Exercise details:
Take the data that follows and retype it word for word.
START
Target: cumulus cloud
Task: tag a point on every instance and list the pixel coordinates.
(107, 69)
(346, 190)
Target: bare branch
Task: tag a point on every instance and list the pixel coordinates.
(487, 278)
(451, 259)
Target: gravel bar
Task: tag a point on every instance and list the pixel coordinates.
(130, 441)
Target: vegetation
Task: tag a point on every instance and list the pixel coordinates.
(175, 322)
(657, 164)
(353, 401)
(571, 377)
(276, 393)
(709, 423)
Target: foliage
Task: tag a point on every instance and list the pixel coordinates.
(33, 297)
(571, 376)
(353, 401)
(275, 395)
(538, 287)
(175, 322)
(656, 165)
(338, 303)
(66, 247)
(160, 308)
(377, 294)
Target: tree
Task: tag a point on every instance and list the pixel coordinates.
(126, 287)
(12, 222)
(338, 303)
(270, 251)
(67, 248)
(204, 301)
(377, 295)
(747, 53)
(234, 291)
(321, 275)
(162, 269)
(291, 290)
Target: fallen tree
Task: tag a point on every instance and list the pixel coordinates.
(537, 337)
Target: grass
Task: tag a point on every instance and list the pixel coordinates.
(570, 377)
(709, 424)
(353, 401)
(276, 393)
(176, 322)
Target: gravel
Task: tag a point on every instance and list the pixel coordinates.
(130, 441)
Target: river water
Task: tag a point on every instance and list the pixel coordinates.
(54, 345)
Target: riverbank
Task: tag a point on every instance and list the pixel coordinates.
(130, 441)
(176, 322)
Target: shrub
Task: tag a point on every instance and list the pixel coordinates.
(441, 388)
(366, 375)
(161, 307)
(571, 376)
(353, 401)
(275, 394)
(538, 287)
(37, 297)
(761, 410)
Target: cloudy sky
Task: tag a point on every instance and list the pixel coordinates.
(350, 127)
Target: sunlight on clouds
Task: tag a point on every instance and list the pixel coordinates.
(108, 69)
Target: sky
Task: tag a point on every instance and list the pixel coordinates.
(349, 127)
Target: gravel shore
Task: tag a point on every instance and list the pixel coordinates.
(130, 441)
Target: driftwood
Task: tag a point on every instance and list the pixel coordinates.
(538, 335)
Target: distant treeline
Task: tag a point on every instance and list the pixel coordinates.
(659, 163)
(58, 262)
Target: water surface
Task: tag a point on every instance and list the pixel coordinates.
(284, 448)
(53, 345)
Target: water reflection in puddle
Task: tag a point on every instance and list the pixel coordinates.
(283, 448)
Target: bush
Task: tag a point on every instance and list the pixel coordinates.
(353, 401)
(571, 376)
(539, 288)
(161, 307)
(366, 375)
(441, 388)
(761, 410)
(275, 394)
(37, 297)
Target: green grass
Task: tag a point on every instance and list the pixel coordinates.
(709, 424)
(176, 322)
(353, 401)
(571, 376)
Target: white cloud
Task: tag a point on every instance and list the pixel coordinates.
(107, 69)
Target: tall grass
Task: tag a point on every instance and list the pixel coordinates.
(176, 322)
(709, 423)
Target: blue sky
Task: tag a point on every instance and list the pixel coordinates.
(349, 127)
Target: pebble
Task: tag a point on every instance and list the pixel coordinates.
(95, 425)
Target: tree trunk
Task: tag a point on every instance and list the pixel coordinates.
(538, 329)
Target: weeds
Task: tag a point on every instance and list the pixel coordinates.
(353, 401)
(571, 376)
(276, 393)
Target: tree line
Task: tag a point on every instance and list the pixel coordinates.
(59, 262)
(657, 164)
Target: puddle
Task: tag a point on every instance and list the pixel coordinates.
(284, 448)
END
Result for this task:
Target: cumulus cloud
Task: tag a point on every instance and list the pixel coordinates.
(107, 69)
(346, 190)
Target: bare branch
Task: tag a point on every instance and list the pixel coordinates.
(487, 278)
(451, 259)
Target: gravel bar
Task: tag a point on every instance and list the pixel coordinates.
(130, 441)
Target: vegetation
Task: tag a point on every instance and list the pixel coordinates.
(175, 322)
(657, 164)
(353, 401)
(571, 377)
(276, 393)
(709, 423)
Target: foliage
Task: tag a point on every instance and list the pixel coordinates.
(33, 297)
(571, 376)
(353, 401)
(275, 395)
(538, 287)
(175, 322)
(656, 165)
(338, 303)
(66, 247)
(160, 308)
(377, 294)
Target: tree
Task: tag a point on every instance and list the pixel coordinates.
(126, 287)
(12, 222)
(338, 303)
(270, 251)
(67, 248)
(204, 301)
(377, 295)
(747, 53)
(234, 291)
(321, 275)
(162, 269)
(291, 290)
Target: fallen tree
Task: tag a point on every instance and list the pixel coordinates.
(537, 337)
Target: grass
Task: tag a point on every instance and list the pixel coordinates.
(570, 377)
(709, 424)
(353, 401)
(276, 393)
(176, 322)
Target: gravel
Task: tag a point on every instance and list the pixel coordinates.
(130, 441)
Target: river water
Task: tag a point on every instance and list the pixel coordinates.
(54, 345)
Target: riverbank
Task: tag a point on every instance and list the pixel coordinates.
(130, 441)
(176, 322)
Target: shrub
Task: tag a point on every instance and list the pixel coordinates.
(441, 388)
(366, 375)
(161, 307)
(571, 376)
(353, 401)
(275, 394)
(538, 287)
(37, 297)
(761, 410)
Target: cloudy sky
Task: tag a point on every instance and list the pixel coordinates.
(350, 127)
Target: sunlight on clouds
Task: tag a point on every instance and list the pixel coordinates.
(108, 69)
Target: sky
Task: tag a point on every instance and list the pixel coordinates.
(349, 127)
Target: gravel shore
Task: tag a point on every instance and list the pixel coordinates.
(130, 441)
Target: driftwood
Task: tag a point on every instance and list the pixel coordinates.
(538, 335)
Target: distant treeline
Task: tag a point on every instance and list the pixel coordinates.
(659, 163)
(58, 262)
Target: water surface
Task: tag a point on every instance and list the pixel coordinates.
(284, 448)
(53, 345)
Target: water reflection in puddle
Task: tag a point on every instance and list the pixel coordinates.
(283, 448)
Target: bush
Task: tag a point on every instance and list the pixel coordinates.
(353, 401)
(571, 376)
(539, 288)
(161, 307)
(366, 375)
(441, 388)
(761, 410)
(275, 394)
(37, 297)
Target: green grass
Task: tag a point on every instance and list the pixel coordinates.
(709, 424)
(176, 322)
(353, 401)
(571, 376)
Target: white cloud
Task: tag a point on every instance and list the pixel coordinates.
(107, 69)
Target: tall grass
Task: tag a point on every instance and list the pixel coordinates.
(176, 322)
(709, 423)
Target: blue sky
Task: tag a point on every instance and list the pixel coordinates.
(349, 127)
Target: pebble
Task: tag a point on every instance and list the pixel coordinates.
(95, 425)
Target: tree trunk
Task: tag a point on every instance and list the pixel coordinates.
(538, 329)
Target: weeds
Task: tag a point on every instance and list the pixel coordinates.
(353, 401)
(571, 376)
(276, 393)
Target: tree line
Task: tag a point on every instance and list the pixel coordinates.
(59, 262)
(657, 164)
Target: puddle
Task: tag a point on every instance and list the pixel coordinates.
(284, 448)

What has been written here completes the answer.